Position annotation records
=-=-=

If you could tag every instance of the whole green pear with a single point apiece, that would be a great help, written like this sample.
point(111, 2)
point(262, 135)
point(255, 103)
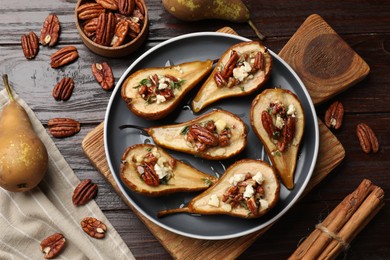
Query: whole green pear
point(23, 156)
point(195, 10)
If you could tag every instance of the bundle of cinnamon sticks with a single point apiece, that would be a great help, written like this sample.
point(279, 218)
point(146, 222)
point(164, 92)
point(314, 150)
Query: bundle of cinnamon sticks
point(342, 225)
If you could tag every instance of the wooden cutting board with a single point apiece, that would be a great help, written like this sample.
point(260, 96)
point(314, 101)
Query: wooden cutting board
point(331, 152)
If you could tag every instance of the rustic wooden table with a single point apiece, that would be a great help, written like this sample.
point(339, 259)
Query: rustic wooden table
point(364, 25)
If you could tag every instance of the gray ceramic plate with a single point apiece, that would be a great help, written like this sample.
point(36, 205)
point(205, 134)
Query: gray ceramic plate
point(202, 46)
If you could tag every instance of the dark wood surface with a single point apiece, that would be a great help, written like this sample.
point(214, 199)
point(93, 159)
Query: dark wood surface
point(364, 25)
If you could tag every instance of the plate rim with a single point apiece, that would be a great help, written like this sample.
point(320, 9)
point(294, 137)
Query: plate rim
point(219, 237)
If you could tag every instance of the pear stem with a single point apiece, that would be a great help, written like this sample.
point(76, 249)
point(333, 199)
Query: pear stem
point(5, 79)
point(258, 33)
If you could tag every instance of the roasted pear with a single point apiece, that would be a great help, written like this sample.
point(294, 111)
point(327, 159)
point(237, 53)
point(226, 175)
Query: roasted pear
point(248, 189)
point(241, 70)
point(149, 170)
point(23, 156)
point(153, 93)
point(278, 119)
point(216, 135)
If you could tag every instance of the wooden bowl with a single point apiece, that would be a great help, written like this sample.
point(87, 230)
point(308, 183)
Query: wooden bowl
point(113, 52)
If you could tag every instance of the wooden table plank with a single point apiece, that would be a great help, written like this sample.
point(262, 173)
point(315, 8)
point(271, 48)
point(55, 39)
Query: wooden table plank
point(364, 25)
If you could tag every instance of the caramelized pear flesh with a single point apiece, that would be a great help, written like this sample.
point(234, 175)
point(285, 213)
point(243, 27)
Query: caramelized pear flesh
point(153, 93)
point(216, 135)
point(23, 156)
point(278, 119)
point(240, 71)
point(248, 189)
point(149, 170)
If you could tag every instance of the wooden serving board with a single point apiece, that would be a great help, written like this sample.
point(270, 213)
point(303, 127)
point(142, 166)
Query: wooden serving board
point(331, 152)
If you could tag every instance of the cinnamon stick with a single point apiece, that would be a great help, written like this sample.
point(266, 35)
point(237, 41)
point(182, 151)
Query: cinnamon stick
point(369, 208)
point(342, 224)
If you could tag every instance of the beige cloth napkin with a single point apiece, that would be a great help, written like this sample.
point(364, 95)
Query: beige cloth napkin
point(27, 218)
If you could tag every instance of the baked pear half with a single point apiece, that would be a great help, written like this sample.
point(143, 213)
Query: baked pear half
point(240, 71)
point(216, 135)
point(248, 189)
point(149, 170)
point(278, 119)
point(153, 93)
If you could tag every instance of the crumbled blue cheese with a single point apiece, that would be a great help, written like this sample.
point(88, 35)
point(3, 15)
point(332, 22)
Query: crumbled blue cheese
point(242, 72)
point(226, 207)
point(160, 99)
point(263, 204)
point(291, 110)
point(258, 178)
point(236, 178)
point(160, 171)
point(279, 122)
point(249, 191)
point(213, 201)
point(220, 125)
point(179, 69)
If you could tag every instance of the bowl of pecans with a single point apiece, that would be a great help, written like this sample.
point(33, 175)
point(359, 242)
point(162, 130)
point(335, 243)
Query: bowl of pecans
point(112, 28)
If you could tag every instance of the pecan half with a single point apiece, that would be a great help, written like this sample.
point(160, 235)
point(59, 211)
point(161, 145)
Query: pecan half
point(105, 28)
point(30, 45)
point(93, 227)
point(63, 127)
point(108, 4)
point(64, 56)
point(64, 89)
point(84, 192)
point(230, 65)
point(89, 10)
point(334, 115)
point(252, 205)
point(140, 6)
point(289, 129)
point(259, 61)
point(148, 174)
point(120, 34)
point(267, 122)
point(90, 26)
point(52, 245)
point(203, 135)
point(103, 74)
point(367, 139)
point(126, 7)
point(50, 30)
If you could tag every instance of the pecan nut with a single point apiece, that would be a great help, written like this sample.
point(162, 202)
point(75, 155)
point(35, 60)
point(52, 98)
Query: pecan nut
point(230, 65)
point(126, 7)
point(148, 175)
point(52, 245)
point(103, 74)
point(203, 135)
point(108, 4)
point(64, 56)
point(140, 6)
point(93, 227)
point(367, 139)
point(89, 10)
point(120, 34)
point(105, 29)
point(90, 26)
point(63, 127)
point(267, 123)
point(84, 192)
point(50, 30)
point(64, 89)
point(334, 115)
point(30, 45)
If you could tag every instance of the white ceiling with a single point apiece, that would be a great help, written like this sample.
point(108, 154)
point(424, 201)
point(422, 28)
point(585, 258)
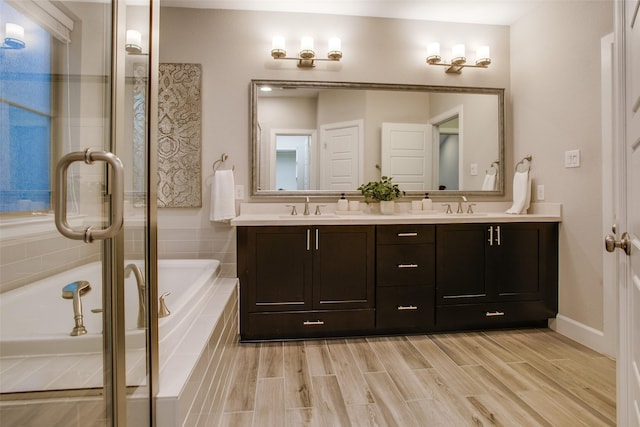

=-=-=

:: CHALLENGE ::
Reproduce only the lines of the listing starting at the line containing "If you could tag every instance of the pear" and ending at the line containing "point(113, 52)", requests included. Offset every coordinate in the answer points by -119, and leave the sample points in the requests unchanged.

:: REPLY ::
If you could tag every instance of the pear stem with a single point apiece, that would be a great help, written like this sample.
point(76, 249)
point(333, 199)
Query: pear stem
point(-114, -40)
point(139, -86)
If you could tag every instance of the roasted pear with a single point apiece, that would be a great help, written like this sample.
point(294, 111)
point(327, 159)
point(237, 53)
point(226, 175)
Query: roasted pear
point(129, 70)
point(122, -49)
point(30, 51)
point(-96, 37)
point(34, -26)
point(159, 0)
point(97, 16)
If you could tag every instance of the wooden bowl with a single point apiece, that would be a great help, written like this sample.
point(87, 230)
point(308, 183)
Query: wooden bowl
point(-6, -67)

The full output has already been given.